▶ _Source extract_:

Point taken. Here's a quick (and occasionally idiosyncratic) stab:

Mozart: Eine Kleine Nachtmusik
Beethoven: Symphony 9
Sibelius: Symphony 7
Brahms: Symphony 4
Mendelssohn: Symphony 1
Schumann: Symphony 4
Tchaikovsky: Symphony 6
Bach: Brandenburg Concerto No. 3
R. Strauss: Metamorphosen
Schubert: Symphony 2

Arguments are swirling in my head for these to make the cut in place of some of the above:
Vivaldi: The 4 Seasons
Rossini: William Tell Overture
Wagner: Tannhauser Overture


----------



## AfterHours (Mar 27, 2017)

Keeping it to 10 single works:

1. Symphony No. 9 in D Minor "Choral" - Ludwig van Beethoven (1824) 
2. Symphony No. 9 in D Major - Gustav Mahler (1910)
3. Mass in B Minor - Johann Sebastian Bach (1749) 
4. Symphony No. 9 in C Major "The Great" - Franz Schubert (1826) 
5. Tristan und Isolde - Richard Wagner (1859) 
6. Requiem - Guisseppe Verdi (1874) 
7. Don Giovanni - Wolfgang Amadeus Mozart (1787) 
8. Der Ring des Nibelungen - Richard Wagner (1876)
9. Symphony No. 15 in A Major - Dmitri Shostakovich (1971) 
10. String Quartet No. 15 in A Minor - Ludwig van Beethoven (1825) 

Pretty difficult to top that if limited to just 10, and I dont think I could ever tire of those in regular rotation. That said, as comprehensive as those are, and with each a culmination of its art/genre and virtually unsurpassable, it would still be very difficult to leave behind so many others (the biggest omission being keyboard works).


----------



## Open Book (Aug 14, 2018)

But you're cheating with Der Ring des Nibelungen since that is actually four operas.

The creator of the thread clearly wanted groups of works of similar type or something in common, not individual works. It's his thread, so his format should be adhered to.

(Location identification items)
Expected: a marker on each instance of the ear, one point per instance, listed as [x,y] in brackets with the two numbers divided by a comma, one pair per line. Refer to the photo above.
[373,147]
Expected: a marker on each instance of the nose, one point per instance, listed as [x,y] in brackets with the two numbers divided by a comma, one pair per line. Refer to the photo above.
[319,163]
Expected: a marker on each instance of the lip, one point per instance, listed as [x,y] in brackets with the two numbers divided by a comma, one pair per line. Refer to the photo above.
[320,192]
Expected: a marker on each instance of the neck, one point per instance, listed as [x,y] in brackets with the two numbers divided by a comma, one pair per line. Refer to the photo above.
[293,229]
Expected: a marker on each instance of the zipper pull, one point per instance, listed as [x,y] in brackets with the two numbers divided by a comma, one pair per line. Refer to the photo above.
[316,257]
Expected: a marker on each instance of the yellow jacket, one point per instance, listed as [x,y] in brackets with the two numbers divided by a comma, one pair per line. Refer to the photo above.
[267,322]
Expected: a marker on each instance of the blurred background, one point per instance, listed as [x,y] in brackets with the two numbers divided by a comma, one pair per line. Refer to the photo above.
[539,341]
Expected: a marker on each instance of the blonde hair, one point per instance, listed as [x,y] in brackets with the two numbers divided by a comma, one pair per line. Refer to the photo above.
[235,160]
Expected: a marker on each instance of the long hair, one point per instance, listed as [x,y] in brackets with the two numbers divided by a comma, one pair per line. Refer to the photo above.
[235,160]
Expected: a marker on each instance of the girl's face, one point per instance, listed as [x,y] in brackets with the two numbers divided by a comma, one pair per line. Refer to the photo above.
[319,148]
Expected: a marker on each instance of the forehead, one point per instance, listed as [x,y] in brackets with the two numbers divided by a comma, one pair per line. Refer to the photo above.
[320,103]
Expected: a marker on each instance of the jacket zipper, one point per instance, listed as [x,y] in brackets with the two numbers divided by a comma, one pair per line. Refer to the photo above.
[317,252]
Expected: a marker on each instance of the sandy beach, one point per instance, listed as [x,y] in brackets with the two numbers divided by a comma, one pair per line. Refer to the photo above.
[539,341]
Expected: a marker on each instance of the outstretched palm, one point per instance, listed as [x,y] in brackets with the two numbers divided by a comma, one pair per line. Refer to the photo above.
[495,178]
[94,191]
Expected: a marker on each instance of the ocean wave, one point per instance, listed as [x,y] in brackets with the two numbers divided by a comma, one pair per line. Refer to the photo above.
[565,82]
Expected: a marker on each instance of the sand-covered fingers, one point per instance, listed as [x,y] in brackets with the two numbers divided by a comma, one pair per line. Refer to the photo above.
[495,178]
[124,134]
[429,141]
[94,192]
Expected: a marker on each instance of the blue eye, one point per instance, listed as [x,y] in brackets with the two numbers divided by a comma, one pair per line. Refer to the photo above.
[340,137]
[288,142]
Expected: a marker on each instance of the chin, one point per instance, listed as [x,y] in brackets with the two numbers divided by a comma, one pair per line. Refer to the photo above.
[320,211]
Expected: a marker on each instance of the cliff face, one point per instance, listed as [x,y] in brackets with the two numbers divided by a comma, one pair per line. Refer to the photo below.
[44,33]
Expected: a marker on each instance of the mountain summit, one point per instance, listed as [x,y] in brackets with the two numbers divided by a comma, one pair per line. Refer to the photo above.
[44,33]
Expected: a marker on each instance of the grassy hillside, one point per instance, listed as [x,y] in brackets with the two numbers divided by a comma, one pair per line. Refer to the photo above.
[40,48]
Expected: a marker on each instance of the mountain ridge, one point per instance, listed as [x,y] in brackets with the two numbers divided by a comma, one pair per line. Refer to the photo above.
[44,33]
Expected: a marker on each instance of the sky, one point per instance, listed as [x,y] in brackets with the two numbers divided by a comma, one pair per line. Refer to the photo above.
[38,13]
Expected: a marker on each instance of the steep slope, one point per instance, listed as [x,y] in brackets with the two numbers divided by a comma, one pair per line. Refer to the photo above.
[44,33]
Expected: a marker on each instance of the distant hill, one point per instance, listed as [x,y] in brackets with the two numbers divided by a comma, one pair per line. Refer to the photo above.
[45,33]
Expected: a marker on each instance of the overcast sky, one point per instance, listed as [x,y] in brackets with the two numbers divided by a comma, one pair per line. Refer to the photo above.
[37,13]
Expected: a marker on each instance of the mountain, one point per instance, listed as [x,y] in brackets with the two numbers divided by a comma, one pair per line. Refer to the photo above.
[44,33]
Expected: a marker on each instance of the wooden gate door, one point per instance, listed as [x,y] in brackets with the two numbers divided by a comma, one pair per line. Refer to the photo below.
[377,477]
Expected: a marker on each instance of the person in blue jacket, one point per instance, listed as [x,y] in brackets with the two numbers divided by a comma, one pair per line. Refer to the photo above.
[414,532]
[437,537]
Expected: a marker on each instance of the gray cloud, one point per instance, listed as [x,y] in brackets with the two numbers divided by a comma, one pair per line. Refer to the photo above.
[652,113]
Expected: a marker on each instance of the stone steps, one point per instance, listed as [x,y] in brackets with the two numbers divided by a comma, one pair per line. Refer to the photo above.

▶ _Instructions to follow_:
Using the forum thread, decide whether each statement agrees with it, answering yes or no and quoting the deciding words: 1. AfterHours restricts the list to ten single works. 2. Open Book calls Der Ring des Nibelungen three operas. 3. AfterHours names keyboard works as the largest gap in the list.

▶ _Answer to the problem_:
1. Yes: "Keeping it to 10 single works:"
2. No: "that is actually four operas."
3. Yes: "the biggest omission being keyboard works"